▶ **Exercise brief**: Scale by 0.75 every coordinate in the lines from the line with "Where can you see the short" through the end of the records. Round each result to a whole number, halves up, and reproduce all those lines, leaving the other text unchanged.

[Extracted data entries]
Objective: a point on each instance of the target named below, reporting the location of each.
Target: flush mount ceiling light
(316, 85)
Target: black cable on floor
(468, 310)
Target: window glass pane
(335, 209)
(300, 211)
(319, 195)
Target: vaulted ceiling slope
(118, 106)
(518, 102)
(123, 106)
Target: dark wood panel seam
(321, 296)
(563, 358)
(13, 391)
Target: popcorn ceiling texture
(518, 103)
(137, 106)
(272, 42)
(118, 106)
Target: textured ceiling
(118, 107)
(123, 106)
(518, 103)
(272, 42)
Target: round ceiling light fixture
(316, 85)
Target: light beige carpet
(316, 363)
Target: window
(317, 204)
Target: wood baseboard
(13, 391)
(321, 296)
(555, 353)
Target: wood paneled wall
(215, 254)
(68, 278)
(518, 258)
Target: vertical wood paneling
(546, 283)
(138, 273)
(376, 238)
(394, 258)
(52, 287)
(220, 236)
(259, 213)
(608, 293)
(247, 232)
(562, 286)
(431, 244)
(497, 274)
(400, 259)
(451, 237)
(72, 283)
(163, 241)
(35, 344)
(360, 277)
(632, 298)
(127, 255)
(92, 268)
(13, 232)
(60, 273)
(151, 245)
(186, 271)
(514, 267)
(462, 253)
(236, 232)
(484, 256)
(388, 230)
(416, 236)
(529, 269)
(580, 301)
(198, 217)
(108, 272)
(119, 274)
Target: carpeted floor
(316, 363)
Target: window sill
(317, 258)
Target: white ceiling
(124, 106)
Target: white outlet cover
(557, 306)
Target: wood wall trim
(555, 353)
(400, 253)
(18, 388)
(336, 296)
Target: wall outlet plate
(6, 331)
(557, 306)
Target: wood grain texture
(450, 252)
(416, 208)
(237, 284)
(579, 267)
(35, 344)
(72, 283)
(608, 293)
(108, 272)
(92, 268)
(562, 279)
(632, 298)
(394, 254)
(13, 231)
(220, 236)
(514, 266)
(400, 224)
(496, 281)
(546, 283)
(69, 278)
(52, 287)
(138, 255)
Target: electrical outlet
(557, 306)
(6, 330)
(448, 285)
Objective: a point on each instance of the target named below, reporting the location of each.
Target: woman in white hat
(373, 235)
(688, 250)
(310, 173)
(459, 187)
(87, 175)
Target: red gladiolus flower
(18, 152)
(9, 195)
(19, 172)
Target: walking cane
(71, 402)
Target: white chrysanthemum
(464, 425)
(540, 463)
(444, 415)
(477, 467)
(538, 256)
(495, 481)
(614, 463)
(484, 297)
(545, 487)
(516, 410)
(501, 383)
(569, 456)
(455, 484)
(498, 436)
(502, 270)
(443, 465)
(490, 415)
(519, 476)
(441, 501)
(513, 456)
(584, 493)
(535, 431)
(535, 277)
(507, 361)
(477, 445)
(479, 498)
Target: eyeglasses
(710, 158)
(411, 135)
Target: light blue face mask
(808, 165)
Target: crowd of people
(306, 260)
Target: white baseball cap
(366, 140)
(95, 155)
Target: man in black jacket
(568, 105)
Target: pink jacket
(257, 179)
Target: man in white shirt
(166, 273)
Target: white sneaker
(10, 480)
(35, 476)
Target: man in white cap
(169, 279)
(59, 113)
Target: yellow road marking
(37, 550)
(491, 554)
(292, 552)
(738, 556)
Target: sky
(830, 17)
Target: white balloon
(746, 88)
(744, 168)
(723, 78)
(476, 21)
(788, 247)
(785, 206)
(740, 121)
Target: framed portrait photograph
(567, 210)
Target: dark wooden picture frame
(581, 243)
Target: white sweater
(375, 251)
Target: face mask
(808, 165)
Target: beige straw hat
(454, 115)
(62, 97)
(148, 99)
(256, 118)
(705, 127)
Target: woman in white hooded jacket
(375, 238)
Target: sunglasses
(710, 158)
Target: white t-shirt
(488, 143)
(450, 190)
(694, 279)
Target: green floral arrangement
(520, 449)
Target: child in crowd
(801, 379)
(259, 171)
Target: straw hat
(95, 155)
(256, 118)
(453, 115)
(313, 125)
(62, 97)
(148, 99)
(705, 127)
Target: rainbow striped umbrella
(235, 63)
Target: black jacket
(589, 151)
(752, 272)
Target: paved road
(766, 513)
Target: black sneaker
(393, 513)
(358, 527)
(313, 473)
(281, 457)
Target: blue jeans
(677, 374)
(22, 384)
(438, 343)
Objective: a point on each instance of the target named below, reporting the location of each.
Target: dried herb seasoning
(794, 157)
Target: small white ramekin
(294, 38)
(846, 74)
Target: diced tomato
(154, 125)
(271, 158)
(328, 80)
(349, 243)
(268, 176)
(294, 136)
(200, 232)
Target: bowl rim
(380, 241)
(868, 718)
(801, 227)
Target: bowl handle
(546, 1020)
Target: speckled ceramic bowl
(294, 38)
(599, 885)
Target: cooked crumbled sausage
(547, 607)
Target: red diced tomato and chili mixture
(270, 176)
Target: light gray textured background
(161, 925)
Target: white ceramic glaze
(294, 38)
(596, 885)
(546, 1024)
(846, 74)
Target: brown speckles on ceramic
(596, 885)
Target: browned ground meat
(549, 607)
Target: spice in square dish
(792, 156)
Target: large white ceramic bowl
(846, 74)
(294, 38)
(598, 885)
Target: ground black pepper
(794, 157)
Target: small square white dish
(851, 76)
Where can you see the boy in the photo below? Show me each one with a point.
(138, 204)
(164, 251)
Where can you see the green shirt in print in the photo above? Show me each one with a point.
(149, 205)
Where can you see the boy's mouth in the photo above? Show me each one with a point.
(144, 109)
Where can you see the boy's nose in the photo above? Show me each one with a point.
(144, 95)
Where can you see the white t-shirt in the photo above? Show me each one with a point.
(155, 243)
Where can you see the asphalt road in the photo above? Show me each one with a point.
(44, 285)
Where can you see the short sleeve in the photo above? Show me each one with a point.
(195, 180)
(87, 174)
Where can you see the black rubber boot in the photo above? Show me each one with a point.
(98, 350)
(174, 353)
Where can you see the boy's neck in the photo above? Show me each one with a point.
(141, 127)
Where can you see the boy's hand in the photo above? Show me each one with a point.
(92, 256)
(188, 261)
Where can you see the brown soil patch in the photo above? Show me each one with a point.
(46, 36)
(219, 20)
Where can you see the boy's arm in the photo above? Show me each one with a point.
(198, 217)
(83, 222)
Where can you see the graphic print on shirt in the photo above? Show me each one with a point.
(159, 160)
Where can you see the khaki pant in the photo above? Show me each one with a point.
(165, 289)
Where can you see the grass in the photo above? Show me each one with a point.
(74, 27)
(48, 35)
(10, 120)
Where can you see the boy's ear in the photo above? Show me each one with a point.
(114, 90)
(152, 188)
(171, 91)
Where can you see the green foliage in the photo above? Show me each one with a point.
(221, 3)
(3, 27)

▶ **The solution**:
Where can you see the short sleeve in the photo above? Show me each one with a point.
(146, 135)
(65, 131)
Where can you see the black rubber boot in the photo above? Show me each one with a point.
(74, 263)
(131, 265)
Where can you see the boy's neck in the photo above? Show me each one with a point.
(106, 95)
Where can you see the boy's hand in the photo above? Show me each one with a point.
(69, 192)
(141, 196)
Where can you see the brown soil patch in the photo above? Show me each one with a point.
(35, 27)
(164, 15)
Where can you see the boy's arm in the photo above? Show me each one with a point.
(149, 163)
(62, 167)
Where can you see the graphic print on shirt in the photo above? Show me each one with a point.
(119, 120)
Where can you see the khaki pant in the photo above? Show me each one with a point.
(124, 217)
Where can you see the grass in the photo above? Show me each one with a point.
(56, 20)
(36, 26)
(8, 90)
Where can you see the boy's ear in the photo above? Show me each one with a point.
(86, 68)
(114, 141)
(128, 68)
Where can you see the green foliage in the photo above? Show me each one with a point.
(166, 2)
(2, 20)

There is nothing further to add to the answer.